Problem to work on. Write the records out again exactly, leaving no images in.
-- BEGIN Record list --
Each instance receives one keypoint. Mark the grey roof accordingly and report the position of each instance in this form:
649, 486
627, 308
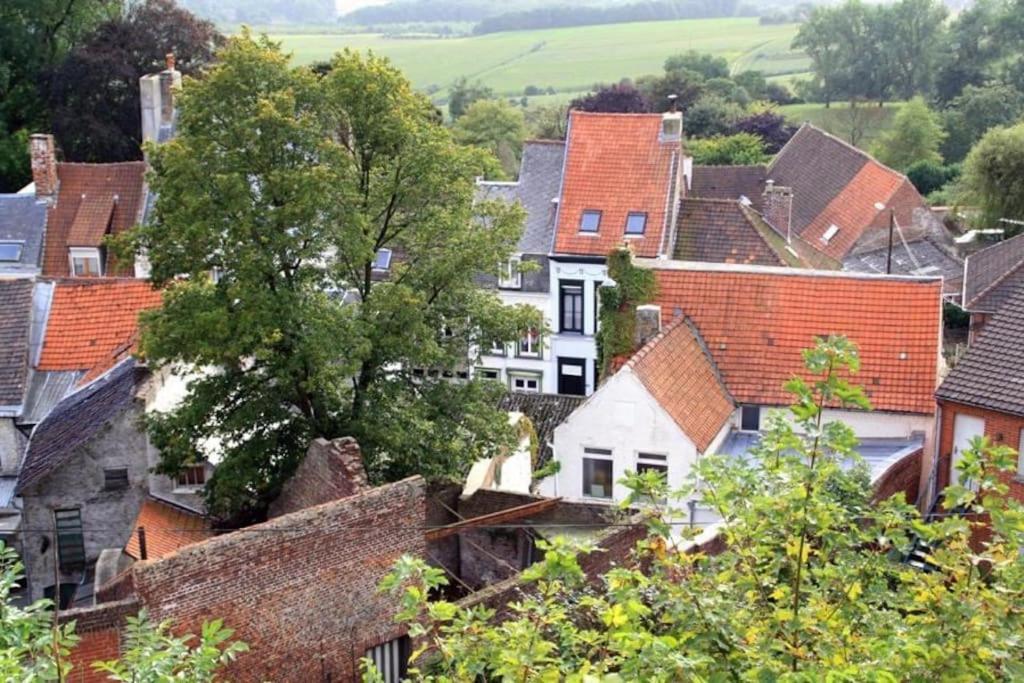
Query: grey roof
23, 219
991, 373
878, 454
992, 274
45, 390
546, 411
729, 182
928, 258
540, 182
15, 326
76, 419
-- END Record list --
Task response.
Each instance receives one keypoint. Mark the grey roof accordingly and report the position of each instance in this form:
649, 486
627, 308
Query: grey roof
23, 219
991, 373
878, 454
992, 274
45, 390
546, 411
729, 182
928, 258
540, 182
15, 326
76, 419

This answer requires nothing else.